##### Data excerpts #####
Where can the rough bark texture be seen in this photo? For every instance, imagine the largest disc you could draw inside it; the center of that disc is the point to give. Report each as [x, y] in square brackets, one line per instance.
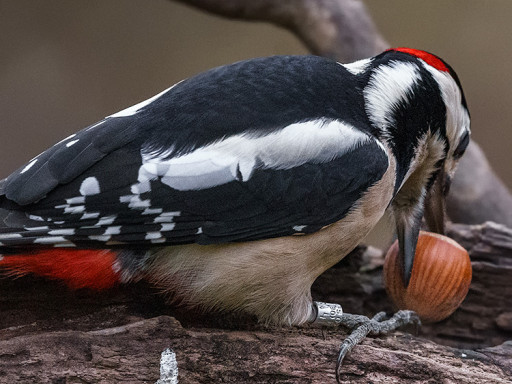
[51, 335]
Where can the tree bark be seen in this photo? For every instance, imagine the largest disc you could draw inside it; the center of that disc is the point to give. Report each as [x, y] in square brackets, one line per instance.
[343, 30]
[52, 335]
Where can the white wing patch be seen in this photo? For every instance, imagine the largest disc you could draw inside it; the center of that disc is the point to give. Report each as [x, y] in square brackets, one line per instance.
[28, 166]
[389, 86]
[236, 157]
[90, 186]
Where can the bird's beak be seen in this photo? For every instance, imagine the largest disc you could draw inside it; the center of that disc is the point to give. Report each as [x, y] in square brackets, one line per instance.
[408, 228]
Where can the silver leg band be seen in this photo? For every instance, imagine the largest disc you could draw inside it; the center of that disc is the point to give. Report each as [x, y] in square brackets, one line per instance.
[327, 313]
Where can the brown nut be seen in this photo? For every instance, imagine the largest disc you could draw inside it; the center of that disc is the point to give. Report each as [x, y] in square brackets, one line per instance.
[440, 277]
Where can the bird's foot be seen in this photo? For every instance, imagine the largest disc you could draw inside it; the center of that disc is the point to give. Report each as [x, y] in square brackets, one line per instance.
[360, 325]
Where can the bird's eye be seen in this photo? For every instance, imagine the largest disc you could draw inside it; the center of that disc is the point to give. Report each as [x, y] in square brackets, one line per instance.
[461, 148]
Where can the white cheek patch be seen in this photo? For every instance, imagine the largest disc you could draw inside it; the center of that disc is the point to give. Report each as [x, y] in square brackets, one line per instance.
[389, 86]
[236, 157]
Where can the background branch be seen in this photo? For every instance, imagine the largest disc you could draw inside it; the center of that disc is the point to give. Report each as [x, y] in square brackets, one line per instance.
[51, 335]
[343, 30]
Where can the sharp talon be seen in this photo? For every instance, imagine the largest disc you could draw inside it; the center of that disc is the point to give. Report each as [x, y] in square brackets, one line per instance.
[361, 326]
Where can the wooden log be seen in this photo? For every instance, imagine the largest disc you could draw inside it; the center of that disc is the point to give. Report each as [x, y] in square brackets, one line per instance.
[51, 335]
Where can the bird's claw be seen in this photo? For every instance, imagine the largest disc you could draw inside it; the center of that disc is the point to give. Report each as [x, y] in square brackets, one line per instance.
[361, 326]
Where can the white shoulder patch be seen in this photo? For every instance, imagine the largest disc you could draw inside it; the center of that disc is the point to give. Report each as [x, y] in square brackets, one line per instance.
[236, 157]
[357, 67]
[130, 111]
[389, 85]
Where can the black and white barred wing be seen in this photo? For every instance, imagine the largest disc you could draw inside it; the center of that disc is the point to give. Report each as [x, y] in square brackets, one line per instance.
[295, 180]
[217, 158]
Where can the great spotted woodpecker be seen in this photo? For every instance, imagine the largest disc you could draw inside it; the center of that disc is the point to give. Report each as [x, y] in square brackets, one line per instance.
[235, 189]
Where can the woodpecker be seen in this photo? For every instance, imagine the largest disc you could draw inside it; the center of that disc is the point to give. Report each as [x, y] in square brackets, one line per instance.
[235, 189]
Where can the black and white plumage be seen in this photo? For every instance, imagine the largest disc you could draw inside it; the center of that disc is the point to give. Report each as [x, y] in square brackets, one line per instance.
[206, 187]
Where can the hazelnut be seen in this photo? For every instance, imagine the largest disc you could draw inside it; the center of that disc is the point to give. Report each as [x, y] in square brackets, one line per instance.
[440, 277]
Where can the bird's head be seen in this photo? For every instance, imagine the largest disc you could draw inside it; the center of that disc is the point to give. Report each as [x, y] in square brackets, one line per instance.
[416, 101]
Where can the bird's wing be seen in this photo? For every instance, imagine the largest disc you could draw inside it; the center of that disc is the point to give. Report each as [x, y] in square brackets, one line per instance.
[128, 181]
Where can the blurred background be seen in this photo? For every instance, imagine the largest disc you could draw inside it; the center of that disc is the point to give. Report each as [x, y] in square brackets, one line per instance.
[67, 64]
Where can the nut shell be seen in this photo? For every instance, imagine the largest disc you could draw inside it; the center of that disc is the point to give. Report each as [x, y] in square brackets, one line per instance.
[440, 278]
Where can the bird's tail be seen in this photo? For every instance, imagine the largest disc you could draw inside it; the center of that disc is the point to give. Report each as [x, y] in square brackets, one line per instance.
[83, 268]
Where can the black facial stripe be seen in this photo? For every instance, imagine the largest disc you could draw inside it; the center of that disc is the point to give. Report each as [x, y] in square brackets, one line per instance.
[461, 148]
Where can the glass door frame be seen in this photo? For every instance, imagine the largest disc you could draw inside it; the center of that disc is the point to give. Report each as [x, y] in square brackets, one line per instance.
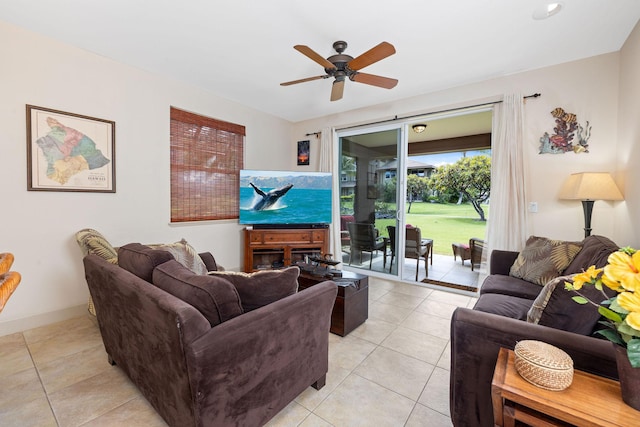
[401, 173]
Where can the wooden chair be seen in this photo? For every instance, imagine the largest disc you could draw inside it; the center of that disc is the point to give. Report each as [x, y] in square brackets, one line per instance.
[415, 247]
[363, 237]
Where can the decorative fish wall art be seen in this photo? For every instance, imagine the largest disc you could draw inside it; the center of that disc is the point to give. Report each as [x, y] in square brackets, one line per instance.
[566, 129]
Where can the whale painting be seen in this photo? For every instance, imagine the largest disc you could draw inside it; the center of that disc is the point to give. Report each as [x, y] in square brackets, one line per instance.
[285, 197]
[269, 198]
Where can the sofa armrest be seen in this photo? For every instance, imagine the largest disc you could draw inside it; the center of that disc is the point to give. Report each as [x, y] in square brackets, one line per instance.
[255, 364]
[501, 261]
[476, 338]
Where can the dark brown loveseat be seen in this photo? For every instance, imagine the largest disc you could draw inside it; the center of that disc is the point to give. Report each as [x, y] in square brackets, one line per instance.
[499, 319]
[240, 372]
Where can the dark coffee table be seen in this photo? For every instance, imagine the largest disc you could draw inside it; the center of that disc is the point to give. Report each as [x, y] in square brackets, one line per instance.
[351, 308]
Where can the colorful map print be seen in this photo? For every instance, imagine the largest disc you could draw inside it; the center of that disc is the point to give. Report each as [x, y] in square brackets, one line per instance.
[68, 152]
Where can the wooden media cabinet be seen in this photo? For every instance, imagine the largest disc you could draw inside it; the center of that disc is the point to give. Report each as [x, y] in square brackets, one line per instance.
[266, 249]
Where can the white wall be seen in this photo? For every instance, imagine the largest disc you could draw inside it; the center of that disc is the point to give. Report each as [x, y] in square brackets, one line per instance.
[38, 227]
[588, 88]
[629, 137]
#####
▶ [Your instructions]: Every record is to be reproduced exactly, with no pictures included.

▶ [Solution to the problem]:
Where can the rough bark texture be seen in this photo? For every instance, imagine the largest disc you could draw inside it; the center of that disc is the point to give. Report each as [x, y] in square brackets, one line per instance.
[51, 335]
Where can the tree bark be seen in this photo? For every instance, imagine the largest disc you could draw inside it; the center of that disc is the point to give. Report each as [x, y] in square brackets, one line per instance.
[343, 30]
[52, 335]
Where can the white wing patch be seen in this photo? For every instance, imagine the largest disc you could draw inside it; the center of that disc is the point to give. Report each as [x, y] in square brackets, one line per instance.
[28, 166]
[389, 86]
[236, 157]
[90, 186]
Where can the bird's beak be seen in this photo? For every instance, imagine the largest disc you could draw inside it; the center of that disc is the point to give. Report each as [x, y] in square brackets, one line per instance.
[408, 228]
Where can the silver leg band be seen in this photo? For every instance, imagine the largest disc you could draw inside it; the center of that disc is the point to give. Report each as [x, y] in square brackets, one line per instance.
[327, 313]
Where can the brown nut be seen in this photo? For every instance, imagine the largest disc you could draw inside it; the center of that disc is the point to give. Report each as [x, y] in square brackets, one line per instance.
[440, 277]
Where can the bird's foot be seen in this photo? For every instance, imagine the largest disc you could draw inside it; the center of that disc is the point to give. Report each as [x, y] in square brackets, one line per instance.
[360, 325]
Where can the bird's eye be seen in this photo? For every instance, imagine the largest disc you could draw inside it; the center of that disc is the point to give. Report each as [x, y] in square brackets, one line per instance.
[461, 148]
Where can the white cheek patch be seen in this photo? For every instance, imagine the largest disc you could draw inside it; the center of that disc is the point to give. Report each as [x, y] in square brackets, one line per instance.
[389, 86]
[236, 157]
Where can the background branch be seen in this photo? For every instance, imagine the largest disc you could draw inside it; the center of that disc is the point to give. Report each as [x, y] in square brackets, one line per instance.
[51, 335]
[343, 30]
Where can the sharp talon be seen in this photo? For every instance, imagine the largest disc you could draw inside it; the center of that disc is the point to give. Report each as [x, y] in square brackets, one line per instance.
[361, 326]
Where can the wooden log be seen in this photo? For every instance, imagine the largest disc you could draw inside it; the center of that disc is the point to give. Report each as [x, y] in square brackets, one line per instance.
[51, 335]
Where can the bird's claw be seen in this photo? For every instance, imagine the largest disc you could draw inside it; the center of that disc is the point to give. Report each as [x, y] in square brackets, one line per instance.
[361, 326]
Where can the white shoulder patch be seen in this photo? For every instance, imagine the largest disc you could draw inside it; the center of that disc is the point to give. Report each as [x, y] in square brackets, one line per instance.
[236, 157]
[357, 67]
[130, 111]
[389, 85]
Where can the black and white barred wing be seen in this photo? For every instance, imagine the largest disc you could draw inside it; the center of that disc is the point to give. Report each as [x, y] in square brackets, one line per instance.
[295, 180]
[217, 158]
Where can the great spotted woodpecker be seen in this photo? For every instance, imagine the largest disc you could draw inside it; the center of that disc is the point to give. Report each as [x, y] in square brackets, one line per instance.
[235, 189]
Where can the woodpecker be seen in this photo? For every instance, imagine the largest disc you could draw inside it; the center of that disc is the point to give. Report each as [x, y] in square brackets, one line per instance.
[235, 189]
Where can the black and white plumage be seen in this photo? For every instance, imagine the largest disc you could draw inside it; the center of that disc is the point to give. Report each as [x, y] in square brackets, one line per instance.
[206, 187]
Where can the hazelnut be seen in this photo? For every instance, imagine the largest disc you could draw inside it; the center of that disc is the point to give. Report each as [x, y] in square brackets, one line per instance.
[440, 277]
Where can the bird's head be seen in this photo? For every instance, imagine the largest disc you could draw inside it; the center of that disc is the point to give. Report each as [x, y] in square brackets, one line per instance.
[416, 101]
Where can the bird's wing be seen in this photo? For every instance, imagine the largest disc you could draw inside it; the center of that disc is the point to give. Report each as [x, y] in square brackets, one line per instance.
[128, 181]
Where can the blurred background be seen in this photo? For every instance, imagine the largest disc you could draw inside it; the center of that disc is the point to give. Report each as [x, y] in square brackets, one line per instance.
[67, 64]
Where can the nut shell be seen in this photo? For every instance, imagine the largest disc you could draw inside it; the center of that disc is the point to give. Report each as [x, y] in square brackets, one line per instance.
[440, 278]
Where can the bird's tail be seen in this photo? For every instance, imagine the largest disc you could draw inside it; the center of that disc is the point to give. Report each as [x, y] in square brackets, one line per instance.
[83, 268]
Where can the black facial stripe be seen in this photo? For every instance, imagine the largest disc you could draw inside it; the center of that disc is the point to give. Report each as [x, y] in square brackets, one line per instance.
[461, 148]
Where can the glass door frame be seen in this photo? For every instance, imagine the largest disc you could draw inside it; the center of that disc is the point to give. Report each as [x, y] in square brackets, one line per instance.
[401, 173]
Where can the wooden chair be seen in this photo? For every instance, imagine the largest disc you could draw inside it; the center of that disc is the point to give. Report each as [x, y] in square brackets, one line per instance.
[415, 247]
[363, 237]
Where can the decorative fish wall art be seen in this photo? For every instance, imagine the largest disc you could draw inside it; the center of that disc is the point to give. Report each as [x, y] in square brackets, one line per instance.
[566, 129]
Where can the whale painting be seen in this photo? For every instance, imagine the largest disc you could draw inside it; the center of that disc is the point to give. Report each as [x, y] in square brackets, one line per instance.
[285, 197]
[269, 198]
Where can the sofa armrest be seen in this photo? For every instance, imagine the largest disc you could draw inside it; the center of that disc is the point to give. Report each as [x, y] in square brackets, one line per instance.
[255, 364]
[501, 261]
[476, 338]
Where can the dark brown loveseat be seen in this photo? For every instance, imagine the largest disc you could draw inside it; the center of that disc is the point to give. Report each as [x, y] in square brackets, one line per instance.
[499, 319]
[240, 372]
Where can the dark coffee table be seen in this photo? For every instance, imagine the largest disc you could draw inside it; the center of that disc is the point to give. Report each as [x, y] in square brackets, one line per instance.
[351, 308]
Where can the colorful map print be seen in this photo? For every instance, imagine the largest disc you could draw inside it; the center of that disc is the point to give. Report each as [x, y] in square brackets, one line per instance.
[68, 152]
Where can the wooden media cabinet be seen in this photo? For every instance, imagine the largest disc you could draw inside it; the center of that disc is the point to give. Report each as [x, y] in square brackets, one line per instance.
[266, 249]
Where can the white wall be seen in this photo? For every instance, imagine the largest disc you could draw inside it; the center of that disc is the point to give. Report each as [x, y] in square brackets, one line per instance.
[38, 227]
[588, 88]
[629, 137]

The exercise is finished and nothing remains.